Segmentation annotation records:
══════
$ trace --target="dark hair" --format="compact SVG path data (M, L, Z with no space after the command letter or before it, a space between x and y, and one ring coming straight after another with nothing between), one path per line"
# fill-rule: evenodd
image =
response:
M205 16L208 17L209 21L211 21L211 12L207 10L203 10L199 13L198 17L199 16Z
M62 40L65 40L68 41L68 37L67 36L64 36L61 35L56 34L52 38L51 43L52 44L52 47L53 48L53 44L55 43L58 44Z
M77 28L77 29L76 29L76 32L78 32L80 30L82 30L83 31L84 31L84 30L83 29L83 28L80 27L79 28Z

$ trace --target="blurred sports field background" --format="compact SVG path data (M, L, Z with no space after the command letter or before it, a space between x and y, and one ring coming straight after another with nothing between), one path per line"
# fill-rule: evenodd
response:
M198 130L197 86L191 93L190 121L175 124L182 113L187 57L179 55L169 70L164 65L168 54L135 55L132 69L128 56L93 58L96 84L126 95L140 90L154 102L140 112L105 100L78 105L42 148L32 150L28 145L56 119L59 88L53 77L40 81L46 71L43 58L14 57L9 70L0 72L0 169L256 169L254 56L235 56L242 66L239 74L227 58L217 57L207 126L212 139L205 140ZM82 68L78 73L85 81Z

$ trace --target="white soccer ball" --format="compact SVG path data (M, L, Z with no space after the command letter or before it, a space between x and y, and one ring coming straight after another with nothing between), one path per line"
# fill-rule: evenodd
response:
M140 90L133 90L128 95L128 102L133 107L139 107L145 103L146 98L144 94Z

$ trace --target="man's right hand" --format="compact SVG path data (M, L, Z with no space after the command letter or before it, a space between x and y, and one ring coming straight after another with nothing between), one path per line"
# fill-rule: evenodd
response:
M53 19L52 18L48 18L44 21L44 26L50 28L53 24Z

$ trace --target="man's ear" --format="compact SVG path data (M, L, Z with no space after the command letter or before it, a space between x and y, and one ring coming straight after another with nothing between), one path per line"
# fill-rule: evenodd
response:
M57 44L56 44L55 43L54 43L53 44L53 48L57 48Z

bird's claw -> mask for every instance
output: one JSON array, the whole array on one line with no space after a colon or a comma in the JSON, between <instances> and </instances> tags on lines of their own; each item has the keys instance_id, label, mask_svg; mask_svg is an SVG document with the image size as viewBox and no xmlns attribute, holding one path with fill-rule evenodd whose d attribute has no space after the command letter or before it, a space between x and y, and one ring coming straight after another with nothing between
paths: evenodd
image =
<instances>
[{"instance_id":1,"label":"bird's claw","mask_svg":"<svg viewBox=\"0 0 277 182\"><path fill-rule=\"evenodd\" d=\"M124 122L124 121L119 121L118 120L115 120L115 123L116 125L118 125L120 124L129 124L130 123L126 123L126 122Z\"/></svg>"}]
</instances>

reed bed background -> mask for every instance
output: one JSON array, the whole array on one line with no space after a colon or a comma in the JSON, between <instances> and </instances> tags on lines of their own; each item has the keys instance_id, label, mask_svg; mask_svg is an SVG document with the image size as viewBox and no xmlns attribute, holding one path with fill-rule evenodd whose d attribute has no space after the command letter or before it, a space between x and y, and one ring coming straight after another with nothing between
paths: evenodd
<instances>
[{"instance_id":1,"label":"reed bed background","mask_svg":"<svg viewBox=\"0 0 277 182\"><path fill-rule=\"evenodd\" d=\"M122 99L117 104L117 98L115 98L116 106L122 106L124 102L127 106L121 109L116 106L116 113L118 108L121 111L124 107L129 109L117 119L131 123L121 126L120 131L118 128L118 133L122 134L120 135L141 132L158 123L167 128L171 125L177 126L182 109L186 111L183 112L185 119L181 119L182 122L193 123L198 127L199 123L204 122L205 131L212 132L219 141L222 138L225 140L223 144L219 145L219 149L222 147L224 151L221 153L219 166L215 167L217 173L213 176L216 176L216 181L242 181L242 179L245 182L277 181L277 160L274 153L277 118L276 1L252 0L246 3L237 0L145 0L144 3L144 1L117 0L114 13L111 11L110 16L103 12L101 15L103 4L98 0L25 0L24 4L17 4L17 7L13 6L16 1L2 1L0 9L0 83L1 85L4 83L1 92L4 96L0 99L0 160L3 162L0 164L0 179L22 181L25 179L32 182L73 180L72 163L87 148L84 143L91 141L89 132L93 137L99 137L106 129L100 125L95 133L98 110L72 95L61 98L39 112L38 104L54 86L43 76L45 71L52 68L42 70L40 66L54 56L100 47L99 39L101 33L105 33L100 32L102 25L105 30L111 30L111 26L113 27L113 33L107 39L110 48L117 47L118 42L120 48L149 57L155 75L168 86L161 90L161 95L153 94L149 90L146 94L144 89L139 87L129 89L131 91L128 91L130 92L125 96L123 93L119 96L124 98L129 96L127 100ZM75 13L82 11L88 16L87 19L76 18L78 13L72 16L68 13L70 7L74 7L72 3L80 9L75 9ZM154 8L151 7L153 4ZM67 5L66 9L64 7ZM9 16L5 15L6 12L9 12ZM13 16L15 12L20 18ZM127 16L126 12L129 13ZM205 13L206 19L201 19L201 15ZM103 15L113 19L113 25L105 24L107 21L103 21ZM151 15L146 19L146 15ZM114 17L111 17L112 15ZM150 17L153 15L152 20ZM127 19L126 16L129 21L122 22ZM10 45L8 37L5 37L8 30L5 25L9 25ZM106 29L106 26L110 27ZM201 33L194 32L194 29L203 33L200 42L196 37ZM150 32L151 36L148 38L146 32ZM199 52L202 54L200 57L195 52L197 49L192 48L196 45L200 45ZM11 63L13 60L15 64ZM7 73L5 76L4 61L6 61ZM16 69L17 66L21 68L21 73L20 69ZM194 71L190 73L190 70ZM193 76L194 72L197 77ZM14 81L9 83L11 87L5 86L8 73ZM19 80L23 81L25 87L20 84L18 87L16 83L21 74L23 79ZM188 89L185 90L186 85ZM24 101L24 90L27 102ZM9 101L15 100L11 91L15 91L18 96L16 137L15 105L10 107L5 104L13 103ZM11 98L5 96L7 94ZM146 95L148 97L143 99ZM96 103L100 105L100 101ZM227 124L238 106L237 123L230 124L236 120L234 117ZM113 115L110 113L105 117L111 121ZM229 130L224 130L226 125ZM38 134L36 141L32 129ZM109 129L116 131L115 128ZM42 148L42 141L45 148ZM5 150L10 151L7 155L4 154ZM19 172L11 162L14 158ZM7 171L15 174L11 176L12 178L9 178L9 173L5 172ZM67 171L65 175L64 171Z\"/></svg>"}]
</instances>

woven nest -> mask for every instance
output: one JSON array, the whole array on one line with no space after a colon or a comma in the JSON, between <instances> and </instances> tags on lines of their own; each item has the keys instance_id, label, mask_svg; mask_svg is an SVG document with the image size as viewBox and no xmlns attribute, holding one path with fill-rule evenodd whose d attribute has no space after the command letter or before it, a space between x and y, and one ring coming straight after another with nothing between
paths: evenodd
══════
**Task goal:**
Rewrite the records above with every occurrence of "mask for every instance" changed to "masks for all instances", leaving everything else unchanged.

**Reply to the exercise:**
$ trace --target="dark hair" --format="compact SVG path data (M, L, Z with no space after the command letter or before it, a space between x and y, and one ring coming straight after another with nothing between), one path per line"
# fill-rule: evenodd
image =
response:
M205 16L208 17L209 21L211 21L211 12L207 10L203 10L199 13L198 17L199 16Z
M62 40L65 40L68 41L68 37L67 36L64 36L61 35L56 34L52 38L51 43L52 44L52 47L53 48L53 44L55 43L58 44Z
M77 28L77 29L76 29L76 32L78 32L80 30L82 30L83 31L84 31L84 30L83 29L83 28L80 27L79 28Z

$ trace --target="blurred sports field background" --format="compact SVG path data (M, L, Z with no space after the command letter or before it, a space between x and y, and one ring coming straight after another with nothing between), one path per line"
# fill-rule: evenodd
response:
M198 130L197 86L191 93L190 121L175 124L182 113L187 57L179 55L169 70L164 65L168 54L135 55L132 69L128 56L93 58L96 84L126 95L140 90L154 102L140 112L105 100L78 105L42 148L32 150L28 145L56 119L59 88L53 77L40 81L46 71L43 58L14 57L9 70L0 72L0 169L256 169L254 56L235 56L242 66L239 74L227 58L217 57L207 126L212 139L205 140ZM82 68L78 73L85 81Z

$ trace --target="white soccer ball" --format="compact SVG path data (M, L, Z with no space after the command letter or before it, a space between x and y, and one ring coming straight after another with nothing between), one path per line"
# fill-rule: evenodd
response:
M140 90L133 90L128 95L128 102L133 107L139 107L145 103L146 98L144 94Z

$ trace --target="man's right hand" --format="compact SVG path data (M, L, Z with no space after the command letter or before it, a space between x and y, and one ring coming straight after another with nothing between), one path per line"
# fill-rule: evenodd
response:
M53 19L52 18L48 18L44 21L44 26L50 28L53 24Z

$ trace --target="man's ear" --format="compact SVG path data (M, L, Z with no space after the command letter or before it, a space between x and y, and one ring coming straight after another with nothing between), one path per line"
# fill-rule: evenodd
response:
M57 44L56 44L55 43L54 43L53 44L53 48L57 48Z

bird's claw -> masks for all instances
output: one JSON array, the whole array on one line with no space after a colon or a comma in the JSON, between <instances> and </instances> tags on lines of their own; each item has the keys instance_id, label, mask_svg; mask_svg is an SVG document with the image size as viewBox and no xmlns attribute, holding one path with fill-rule evenodd whose d attribute has no space after the command letter or before it, a space between x and y, and one ring coming straight after another with nothing between
paths: evenodd
image =
<instances>
[{"instance_id":1,"label":"bird's claw","mask_svg":"<svg viewBox=\"0 0 277 182\"><path fill-rule=\"evenodd\" d=\"M124 122L124 121L119 121L118 120L115 120L115 123L116 125L118 125L120 124L129 124L130 123L126 123L126 122Z\"/></svg>"}]
</instances>

reed bed background -> masks for all instances
output: one JSON array, the whole array on one line with no space after a colon or a comma in the JSON, between <instances> and </instances> tags on lines of their own; each item has the keys instance_id, label, mask_svg; mask_svg is an SVG document with the image size as viewBox and no xmlns attribute, holding one path with fill-rule evenodd whose d attribute has no space after the command letter or before it, a space between x and y, and one ring coming straight after another with nothing between
paths: evenodd
<instances>
[{"instance_id":1,"label":"reed bed background","mask_svg":"<svg viewBox=\"0 0 277 182\"><path fill-rule=\"evenodd\" d=\"M122 99L117 104L117 98L115 98L116 106L122 106L124 102L127 106L121 109L116 106L116 113L118 108L121 111L124 107L129 109L117 119L131 123L121 126L120 131L118 128L118 133L122 134L120 135L141 132L158 123L167 128L171 125L177 126L182 109L186 111L183 112L185 119L181 119L182 122L193 123L198 127L199 123L204 122L205 131L212 132L219 141L222 138L225 140L223 144L219 145L219 149L222 147L224 151L221 153L219 166L215 167L217 173L213 176L216 176L216 181L242 181L242 179L245 182L277 181L277 160L274 153L277 118L276 1L252 0L246 3L237 0L145 0L144 3L144 1L117 0L114 13L111 11L110 16L103 12L101 15L103 4L98 0L25 0L24 4L17 4L17 7L13 6L16 1L2 1L0 9L0 83L1 85L4 83L1 92L4 96L0 99L0 160L3 162L0 164L0 179L22 181L25 179L32 182L73 180L72 163L87 148L84 143L91 141L89 132L93 137L99 137L106 129L100 125L95 133L98 110L72 95L61 98L39 112L38 104L54 86L43 76L45 71L52 68L42 70L40 66L54 56L100 47L99 39L101 33L105 33L100 32L102 25L105 30L111 30L111 26L113 27L113 33L107 39L110 48L117 47L118 42L120 48L149 57L155 75L168 86L161 90L161 95L153 94L149 90L146 94L144 89L139 87L129 89L131 91L128 91L130 92L125 96L123 93L119 96L124 98L129 96L127 100ZM75 13L82 11L88 16L87 19L76 18L78 13L72 16L68 13L70 7L74 7L72 3L80 9L75 9ZM154 8L151 7L153 4ZM67 5L66 9L64 7ZM9 16L5 15L6 12L9 12ZM13 16L15 12L20 18ZM127 16L126 12L129 13ZM205 13L206 19L201 19L201 15ZM103 15L113 19L113 25L105 24L107 21L103 21ZM151 15L146 19L146 15ZM114 17L111 17L112 15ZM150 17L153 15L152 20ZM127 19L126 16L129 21L122 22ZM10 45L8 37L5 37L8 30L5 25L9 25ZM106 29L106 26L110 27ZM201 33L194 32L194 29L203 33L200 42L196 37ZM150 32L151 36L148 38L146 32ZM199 52L202 54L200 57L195 52L197 49L192 48L196 45L200 45ZM11 63L13 60L15 64ZM7 73L5 76L4 61L6 61ZM16 69L17 66L21 68L21 73L20 69ZM194 71L190 73L190 70ZM193 76L194 72L197 77ZM14 81L9 83L11 87L5 86L8 73ZM19 80L23 81L25 87L20 84L18 87L16 83L21 74L23 79ZM188 89L185 90L186 85ZM24 101L24 90L27 102ZM9 101L15 100L11 91L15 91L18 96L16 137L15 105L10 107L5 104L13 103ZM11 98L5 96L7 94ZM146 95L148 97L143 99ZM96 103L100 105L100 101ZM227 124L238 106L237 123L230 124L236 120L234 117ZM113 115L110 113L105 117L111 121ZM229 130L224 130L226 125ZM38 134L36 141L32 129ZM109 129L116 131L115 128ZM42 148L42 141L45 148ZM5 150L10 151L7 155L4 154ZM19 172L11 162L14 158ZM7 171L15 174L11 176L12 178L9 178L9 173L5 172ZM67 171L65 175L64 171Z\"/></svg>"}]
</instances>

woven nest -> masks for all instances
output: one JSON array, the whole array on one line with no space after a colon or a comma in the JSON, between <instances> and </instances> tags on lines of their own; each item has the keys instance_id, label, mask_svg; mask_svg is an SVG document with the image size as viewBox and no xmlns attribute, holding one path with fill-rule evenodd whose d attribute has no space after the command letter or before it, a space between x and y, and one ring coming straight after another with nothing between
paths: evenodd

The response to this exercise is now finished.